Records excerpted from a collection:
+++

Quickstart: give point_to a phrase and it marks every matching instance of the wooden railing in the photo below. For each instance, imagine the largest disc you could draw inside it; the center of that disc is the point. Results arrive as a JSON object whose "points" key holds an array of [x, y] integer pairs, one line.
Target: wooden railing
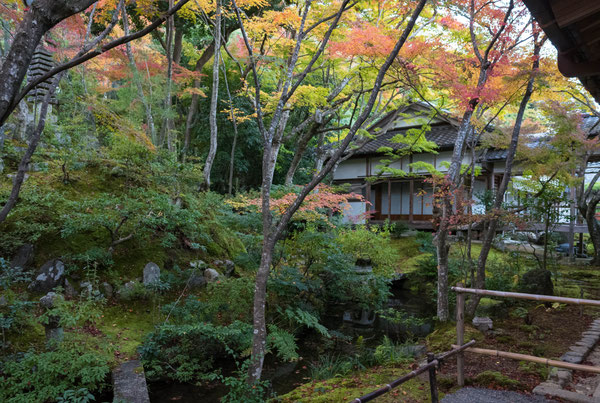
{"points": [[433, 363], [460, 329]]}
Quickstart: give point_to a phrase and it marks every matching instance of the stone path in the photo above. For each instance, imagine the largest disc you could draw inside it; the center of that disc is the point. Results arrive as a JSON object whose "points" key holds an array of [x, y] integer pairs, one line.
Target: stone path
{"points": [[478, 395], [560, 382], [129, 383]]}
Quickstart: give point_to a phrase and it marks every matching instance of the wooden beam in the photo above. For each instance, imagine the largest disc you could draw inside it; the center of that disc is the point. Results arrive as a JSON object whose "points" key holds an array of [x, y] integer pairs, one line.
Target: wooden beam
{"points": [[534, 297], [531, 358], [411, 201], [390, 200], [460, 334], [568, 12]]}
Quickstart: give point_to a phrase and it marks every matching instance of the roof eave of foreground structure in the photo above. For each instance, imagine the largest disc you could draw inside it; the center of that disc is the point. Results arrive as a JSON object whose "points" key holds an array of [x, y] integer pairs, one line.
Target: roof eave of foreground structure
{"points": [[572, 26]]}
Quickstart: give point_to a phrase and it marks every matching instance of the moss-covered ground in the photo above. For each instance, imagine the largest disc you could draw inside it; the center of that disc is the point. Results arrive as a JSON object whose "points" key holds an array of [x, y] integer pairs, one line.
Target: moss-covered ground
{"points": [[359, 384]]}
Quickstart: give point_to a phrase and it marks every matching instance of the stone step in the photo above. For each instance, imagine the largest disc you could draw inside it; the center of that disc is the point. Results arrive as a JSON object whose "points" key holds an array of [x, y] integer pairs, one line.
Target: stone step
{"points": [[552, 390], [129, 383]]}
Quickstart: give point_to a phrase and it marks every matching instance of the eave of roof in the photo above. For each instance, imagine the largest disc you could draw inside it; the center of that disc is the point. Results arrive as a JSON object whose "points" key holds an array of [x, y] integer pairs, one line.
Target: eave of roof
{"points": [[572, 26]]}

+++

Problem requirements – Copy out exactly the lines running from the line with "of the moss-covered" to the end of the records, inclusive.

Worked answer –
Quickstart: give point_to a phrase and it marks every matching instance of the moss-covered ground in the photo above. For each instance, imagine the largest disc you could draw inside it; the center of that disc is the point. Results arrive as a JSON object whose "points" key holds an array of [x, y] integer pairs, one line.
Target: moss-covered ground
{"points": [[359, 384]]}
Quickstart: give point_to a phrase and it marks every matching instance of the stone step in the photo above. For each instance, imagine the largest disc you could draw inside it; the center of that disc is the point. Results arrive as a JSON object whose "points" key holds an array of [x, y] integer pairs, one line.
Target: stone step
{"points": [[552, 390], [129, 383]]}
Quickstart: give point_to a phrase and it marks every matching instance of the eave of roof in the photo above. For each instance, imagine the largest disc you could draw inside it; the center of that disc is the point. Results arrive as a JSON object whose "points" key holds an array of [x, y] integer pairs, one line.
Target: eave of roof
{"points": [[572, 26]]}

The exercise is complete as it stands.